Iridogorgia chewbacca

Scientific classification
- Kingdom: Animalia
- Phylum: Cnidaria
- Subphylum: Anthozoa
- Class: Octocorallia
- Order: Scleralcyonacea
- Family: Chrysogorgiidae
- Genus: Iridogorgia
- Species: I. chewbacca
- Binomial name: Iridogorgia chewbacca Xu, Watling, Zhan & Xu, 2025

= Iridogorgia chewbacca =

- Genus: Iridogorgia
- Species: chewbacca
- Authority: Xu, Watling, Zhan & Xu, 2025

Species of coral

Iridogorgia chewbacca is a species of deep-sea bamboo coral in the family Chrysogorgiidae. Named after the Star Wars character Chewbacca due to its long, flexible, "hairy" branches, the species was formally described in 2025. It inhabits rocky seafloors in the tropical western Pacific Ocean at depths exceeding 400 meters, where it forms solitary colonies up to 1.2 meters tall.

# Problem 1
From the scientific classification in the coral article, list each taxonomic rank from Kingdom down to Species together with the group it names.
# Problem 2
According to the coral article, why was the species named after Chewbacca?
# Problem 3
Please translate this sentence from the coral article into Spanish: "It inhabits rocky seafloors in the tropical western Pacific Ocean at depths exceeding 400 meters, where it forms solitary colonies up to 1.2 meters tall."

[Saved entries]
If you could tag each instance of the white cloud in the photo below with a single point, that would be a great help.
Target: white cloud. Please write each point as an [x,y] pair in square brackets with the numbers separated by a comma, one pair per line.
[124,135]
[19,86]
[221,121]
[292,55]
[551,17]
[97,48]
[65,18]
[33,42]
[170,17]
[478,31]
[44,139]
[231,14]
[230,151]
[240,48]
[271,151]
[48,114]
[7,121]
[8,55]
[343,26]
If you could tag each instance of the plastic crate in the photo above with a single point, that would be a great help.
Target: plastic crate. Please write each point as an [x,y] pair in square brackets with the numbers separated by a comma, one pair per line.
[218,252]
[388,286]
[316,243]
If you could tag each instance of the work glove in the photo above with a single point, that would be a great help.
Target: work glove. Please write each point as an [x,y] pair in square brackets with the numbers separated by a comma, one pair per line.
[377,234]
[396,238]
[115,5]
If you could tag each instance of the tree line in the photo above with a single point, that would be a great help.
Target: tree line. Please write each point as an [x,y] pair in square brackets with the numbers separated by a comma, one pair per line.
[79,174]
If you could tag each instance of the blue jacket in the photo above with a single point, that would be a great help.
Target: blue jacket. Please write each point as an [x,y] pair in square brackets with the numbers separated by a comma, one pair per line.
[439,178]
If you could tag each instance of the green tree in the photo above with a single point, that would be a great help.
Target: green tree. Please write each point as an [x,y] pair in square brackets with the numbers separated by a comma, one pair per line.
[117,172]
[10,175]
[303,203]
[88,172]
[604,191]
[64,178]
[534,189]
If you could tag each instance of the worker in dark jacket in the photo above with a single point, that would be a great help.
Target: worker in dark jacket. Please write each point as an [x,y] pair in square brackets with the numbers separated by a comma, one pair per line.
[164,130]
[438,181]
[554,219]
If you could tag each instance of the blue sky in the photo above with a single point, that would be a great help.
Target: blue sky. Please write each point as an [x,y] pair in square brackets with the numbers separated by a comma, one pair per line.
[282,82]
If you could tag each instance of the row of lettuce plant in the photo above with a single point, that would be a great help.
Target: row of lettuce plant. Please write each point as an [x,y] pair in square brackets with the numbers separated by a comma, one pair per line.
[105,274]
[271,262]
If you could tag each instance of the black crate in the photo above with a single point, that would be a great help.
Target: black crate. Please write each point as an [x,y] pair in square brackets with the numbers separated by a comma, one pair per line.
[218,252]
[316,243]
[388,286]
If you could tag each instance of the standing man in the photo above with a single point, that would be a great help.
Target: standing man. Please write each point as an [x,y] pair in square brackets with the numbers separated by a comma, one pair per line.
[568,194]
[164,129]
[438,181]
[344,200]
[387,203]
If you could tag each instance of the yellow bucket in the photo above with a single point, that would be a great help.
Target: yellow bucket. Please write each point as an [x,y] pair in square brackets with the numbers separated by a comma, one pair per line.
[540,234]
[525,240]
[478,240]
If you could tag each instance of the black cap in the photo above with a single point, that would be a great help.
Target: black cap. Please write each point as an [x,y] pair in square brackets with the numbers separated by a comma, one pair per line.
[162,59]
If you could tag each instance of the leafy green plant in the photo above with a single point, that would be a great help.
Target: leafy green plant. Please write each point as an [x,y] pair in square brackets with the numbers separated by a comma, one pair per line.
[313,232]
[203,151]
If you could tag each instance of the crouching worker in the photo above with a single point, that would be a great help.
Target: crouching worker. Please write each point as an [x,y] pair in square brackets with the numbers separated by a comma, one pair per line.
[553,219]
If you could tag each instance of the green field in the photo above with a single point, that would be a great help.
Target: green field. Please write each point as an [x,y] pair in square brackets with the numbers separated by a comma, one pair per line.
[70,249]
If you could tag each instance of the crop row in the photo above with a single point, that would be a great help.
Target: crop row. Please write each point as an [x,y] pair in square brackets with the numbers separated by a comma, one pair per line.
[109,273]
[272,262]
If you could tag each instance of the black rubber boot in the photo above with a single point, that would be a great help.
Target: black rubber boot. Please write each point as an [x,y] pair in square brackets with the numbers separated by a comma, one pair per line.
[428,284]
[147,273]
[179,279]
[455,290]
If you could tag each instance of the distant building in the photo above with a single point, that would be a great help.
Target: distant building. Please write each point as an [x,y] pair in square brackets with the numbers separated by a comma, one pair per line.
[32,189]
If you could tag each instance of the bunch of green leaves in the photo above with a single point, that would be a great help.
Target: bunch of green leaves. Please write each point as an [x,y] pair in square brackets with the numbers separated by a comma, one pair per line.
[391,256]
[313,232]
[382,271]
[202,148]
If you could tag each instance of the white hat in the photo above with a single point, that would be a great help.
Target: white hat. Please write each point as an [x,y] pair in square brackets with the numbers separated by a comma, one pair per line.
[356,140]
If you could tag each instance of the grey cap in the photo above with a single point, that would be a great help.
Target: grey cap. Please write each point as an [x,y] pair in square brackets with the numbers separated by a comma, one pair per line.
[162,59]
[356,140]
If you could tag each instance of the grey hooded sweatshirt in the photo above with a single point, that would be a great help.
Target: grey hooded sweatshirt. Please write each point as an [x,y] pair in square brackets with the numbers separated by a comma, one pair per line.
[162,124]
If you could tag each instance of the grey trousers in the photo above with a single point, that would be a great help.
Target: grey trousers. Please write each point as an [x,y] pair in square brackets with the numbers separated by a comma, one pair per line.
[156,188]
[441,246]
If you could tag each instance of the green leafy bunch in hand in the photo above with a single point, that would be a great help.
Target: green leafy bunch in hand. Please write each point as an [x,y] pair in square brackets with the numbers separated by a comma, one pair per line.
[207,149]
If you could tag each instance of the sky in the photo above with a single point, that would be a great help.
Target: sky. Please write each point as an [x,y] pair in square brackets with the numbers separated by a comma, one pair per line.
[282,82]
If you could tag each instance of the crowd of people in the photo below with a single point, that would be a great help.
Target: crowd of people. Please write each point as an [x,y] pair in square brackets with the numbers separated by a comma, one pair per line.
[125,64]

# Answer space 1
Kingdom: Animalia
Phylum: Cnidaria
Subphylum: Anthozoa
Class: Octocorallia
Order: Scleralcyonacea
Family: Chrysogorgiidae
Genus: Iridogorgia
Species: I. chewbacca

# Answer space 2
Because of its long, flexible, "hairy" branches.

# Answer space 3
Habita en fondos marinos rocosos del océano Pacífico occidental tropical a profundidades superiores a 400 metros, donde forma colonias solitarias de hasta 1,2 metros de altura.